---- Document excerpt
Chemical Analysis of Latent Fingerprints: Unlike traditional forensics where the aim is comparison of friction ridge patterns for identification, our group focuses on understanding the chemical composition of a fingerprint residue using a combination of traditional and advanced mass spectrometry techniques. This information is used to support projects evaluating complex background matrices and age-dating of fingerprints. Additionally, this research is leveraged to fabricate chemically-relevant artificial fingerprints for QA/QC studies.

Fire Debris and Explosives Research: Our group is focused on developing minimum guidelines to assist forensic laboratories in method development and optimization for fire debris and explosives analysis using existing technologies (i.e. GC/MS, LC/MS, DART-MS). Additionally, we characterize the performance of emerging techniques, such as fieldable mass spectrometry and ambient ionization mass spectrometry, to identify their applicability for forensic analyses. Additional work aims to evaluate the fate of evidence as a function of environmental degradation and storage.

Trace Narcotics Detection: While most narcotics research focuses on bulk level detection, our group specializes in trace level detection with an emphasis on presumptive testing, public health, and test materials production. Projects include developing methods for rapid screening of novel psychoactive substances (including fentanyl and its analogues), understanding the fate of trace narcotics residues due to environmental exposure, and determining background levels of narcotics to establish suitable instrument detection thresholds.
--------
---- Provided material
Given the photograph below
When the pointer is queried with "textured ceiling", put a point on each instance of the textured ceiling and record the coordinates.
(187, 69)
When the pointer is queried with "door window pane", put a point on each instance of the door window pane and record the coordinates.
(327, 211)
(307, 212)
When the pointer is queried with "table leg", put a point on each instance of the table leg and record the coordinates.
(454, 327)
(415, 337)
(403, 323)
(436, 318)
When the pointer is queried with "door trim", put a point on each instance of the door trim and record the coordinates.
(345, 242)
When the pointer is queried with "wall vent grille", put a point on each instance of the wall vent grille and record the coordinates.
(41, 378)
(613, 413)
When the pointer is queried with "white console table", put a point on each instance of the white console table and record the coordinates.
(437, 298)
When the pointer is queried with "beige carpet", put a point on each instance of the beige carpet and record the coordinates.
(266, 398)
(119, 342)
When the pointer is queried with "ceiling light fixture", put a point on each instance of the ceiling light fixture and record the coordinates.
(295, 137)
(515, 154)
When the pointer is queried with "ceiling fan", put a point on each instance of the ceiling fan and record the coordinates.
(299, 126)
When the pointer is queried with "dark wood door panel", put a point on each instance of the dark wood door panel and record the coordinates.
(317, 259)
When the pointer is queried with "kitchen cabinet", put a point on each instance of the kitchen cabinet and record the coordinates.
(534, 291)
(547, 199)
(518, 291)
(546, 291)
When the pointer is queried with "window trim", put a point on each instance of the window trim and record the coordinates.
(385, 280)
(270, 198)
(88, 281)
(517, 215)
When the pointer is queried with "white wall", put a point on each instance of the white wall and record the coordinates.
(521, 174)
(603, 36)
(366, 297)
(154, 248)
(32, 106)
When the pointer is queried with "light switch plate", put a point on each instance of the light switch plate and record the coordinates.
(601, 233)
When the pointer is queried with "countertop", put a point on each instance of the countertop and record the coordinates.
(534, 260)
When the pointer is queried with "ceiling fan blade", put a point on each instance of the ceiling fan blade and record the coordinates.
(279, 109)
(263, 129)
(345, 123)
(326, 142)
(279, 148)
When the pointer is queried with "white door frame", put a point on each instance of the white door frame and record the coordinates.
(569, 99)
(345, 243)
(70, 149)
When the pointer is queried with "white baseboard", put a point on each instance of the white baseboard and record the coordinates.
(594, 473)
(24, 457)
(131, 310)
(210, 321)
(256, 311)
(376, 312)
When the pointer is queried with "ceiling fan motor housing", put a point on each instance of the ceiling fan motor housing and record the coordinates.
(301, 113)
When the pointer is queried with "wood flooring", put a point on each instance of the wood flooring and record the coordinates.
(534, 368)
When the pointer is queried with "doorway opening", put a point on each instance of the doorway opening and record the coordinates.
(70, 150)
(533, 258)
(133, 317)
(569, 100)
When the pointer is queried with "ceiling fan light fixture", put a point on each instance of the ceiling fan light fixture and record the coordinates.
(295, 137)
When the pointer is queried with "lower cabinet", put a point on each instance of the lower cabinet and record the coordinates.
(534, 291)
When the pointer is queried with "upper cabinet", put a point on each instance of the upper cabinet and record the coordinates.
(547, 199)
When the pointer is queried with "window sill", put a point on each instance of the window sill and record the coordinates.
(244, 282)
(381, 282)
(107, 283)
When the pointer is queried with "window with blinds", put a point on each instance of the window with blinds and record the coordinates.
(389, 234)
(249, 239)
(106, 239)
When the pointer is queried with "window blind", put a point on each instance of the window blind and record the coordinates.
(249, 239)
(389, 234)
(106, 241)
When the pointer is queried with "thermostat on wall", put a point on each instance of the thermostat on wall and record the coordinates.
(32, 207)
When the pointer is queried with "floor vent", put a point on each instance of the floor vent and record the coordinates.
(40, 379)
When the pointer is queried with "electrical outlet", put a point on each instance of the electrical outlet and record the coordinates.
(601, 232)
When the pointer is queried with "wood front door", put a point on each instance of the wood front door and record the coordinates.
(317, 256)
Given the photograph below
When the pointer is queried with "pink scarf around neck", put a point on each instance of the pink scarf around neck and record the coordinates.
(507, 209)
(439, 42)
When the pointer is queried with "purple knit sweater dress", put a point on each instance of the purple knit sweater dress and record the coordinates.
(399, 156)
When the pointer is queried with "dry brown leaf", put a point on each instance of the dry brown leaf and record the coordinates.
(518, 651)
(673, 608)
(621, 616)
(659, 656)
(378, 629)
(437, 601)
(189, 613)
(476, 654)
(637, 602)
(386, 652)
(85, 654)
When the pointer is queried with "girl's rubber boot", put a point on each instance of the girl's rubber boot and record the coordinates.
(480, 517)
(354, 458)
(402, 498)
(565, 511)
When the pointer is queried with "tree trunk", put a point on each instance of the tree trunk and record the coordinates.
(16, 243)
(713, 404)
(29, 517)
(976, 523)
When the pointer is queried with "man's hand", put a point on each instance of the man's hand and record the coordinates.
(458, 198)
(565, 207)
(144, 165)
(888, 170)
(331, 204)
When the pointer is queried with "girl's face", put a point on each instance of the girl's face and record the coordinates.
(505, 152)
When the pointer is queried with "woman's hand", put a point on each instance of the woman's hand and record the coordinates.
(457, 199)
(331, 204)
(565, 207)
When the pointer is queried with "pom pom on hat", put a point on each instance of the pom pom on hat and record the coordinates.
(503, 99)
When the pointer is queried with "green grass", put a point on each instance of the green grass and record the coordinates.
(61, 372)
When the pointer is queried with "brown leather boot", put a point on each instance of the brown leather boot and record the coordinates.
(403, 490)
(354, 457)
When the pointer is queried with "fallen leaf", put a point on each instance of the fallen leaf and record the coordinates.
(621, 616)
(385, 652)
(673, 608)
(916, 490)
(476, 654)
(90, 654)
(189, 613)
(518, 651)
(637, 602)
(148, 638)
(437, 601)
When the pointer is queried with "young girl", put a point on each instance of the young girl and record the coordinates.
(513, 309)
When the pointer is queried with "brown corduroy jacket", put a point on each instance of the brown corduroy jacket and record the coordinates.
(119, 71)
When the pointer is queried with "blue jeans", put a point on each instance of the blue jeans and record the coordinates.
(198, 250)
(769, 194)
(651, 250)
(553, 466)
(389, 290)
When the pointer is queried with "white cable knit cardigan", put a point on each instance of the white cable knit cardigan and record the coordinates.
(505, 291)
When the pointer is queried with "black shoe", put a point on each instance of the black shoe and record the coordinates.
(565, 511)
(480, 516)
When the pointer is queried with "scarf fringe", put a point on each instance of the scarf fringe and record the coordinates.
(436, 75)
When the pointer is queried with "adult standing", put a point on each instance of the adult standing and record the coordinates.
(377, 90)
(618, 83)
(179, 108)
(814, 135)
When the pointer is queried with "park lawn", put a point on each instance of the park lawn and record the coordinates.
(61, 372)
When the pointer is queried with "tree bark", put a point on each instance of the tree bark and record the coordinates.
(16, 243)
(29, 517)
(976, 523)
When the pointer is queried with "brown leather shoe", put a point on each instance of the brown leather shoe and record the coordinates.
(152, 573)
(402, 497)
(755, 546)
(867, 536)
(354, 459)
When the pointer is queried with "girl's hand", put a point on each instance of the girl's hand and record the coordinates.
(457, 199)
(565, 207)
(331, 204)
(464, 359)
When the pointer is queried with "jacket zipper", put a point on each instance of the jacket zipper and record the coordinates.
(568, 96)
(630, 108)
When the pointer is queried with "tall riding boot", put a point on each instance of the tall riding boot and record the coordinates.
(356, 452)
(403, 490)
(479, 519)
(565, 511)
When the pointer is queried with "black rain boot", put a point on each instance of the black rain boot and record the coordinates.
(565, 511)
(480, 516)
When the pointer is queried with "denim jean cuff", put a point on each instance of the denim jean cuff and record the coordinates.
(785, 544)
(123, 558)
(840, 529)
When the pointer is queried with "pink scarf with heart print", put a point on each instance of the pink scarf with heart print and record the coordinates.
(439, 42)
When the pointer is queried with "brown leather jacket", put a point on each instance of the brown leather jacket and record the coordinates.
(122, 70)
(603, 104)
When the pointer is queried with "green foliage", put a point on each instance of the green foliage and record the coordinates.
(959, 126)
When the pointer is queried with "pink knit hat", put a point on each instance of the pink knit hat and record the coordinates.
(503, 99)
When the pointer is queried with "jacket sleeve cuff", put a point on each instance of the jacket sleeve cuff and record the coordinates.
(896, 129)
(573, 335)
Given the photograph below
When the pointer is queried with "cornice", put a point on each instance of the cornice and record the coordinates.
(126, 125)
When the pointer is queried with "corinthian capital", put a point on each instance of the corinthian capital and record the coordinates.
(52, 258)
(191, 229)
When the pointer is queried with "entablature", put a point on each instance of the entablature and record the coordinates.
--------
• Actions to take
- 1) Copy a passage of the forensic research overview: begin at the words "Fire Debris and Explosives Research: Our" and stop after "degradation and storage.".
- 2) Answer these questions from the forensic research overview, one per line:
(a) What does the fingerprint research help the group fabricate, and for what studies?
(b) Which existing technologies are named for fire debris and explosives analysis?
(c) At what level of narcotics detection does the group specialize?
The rows are not needed for this work.

• Solutions to each task
- 1)
Fire Debris and Explosives Research: Our group is focused on developing minimum guidelines to assist forensic laboratories in method development and optimization for fire debris and explosives analysis using existing technologies (i.e. GC/MS, LC/MS, DART-MS). Additionally, we characterize the performance of emerging techniques, such as fieldable mass spectrometry and ambient ionization mass spectrometry, to identify their applicability for forensic analyses. Additional work aims to evaluate the fate of evidence as a function of environmental degradation and storage.

- 2)
(a) Chemically-relevant artificial fingerprints, for QA/QC studies.
(b) GC/MS, LC/MS and DART-MS.
(c) Trace level detection.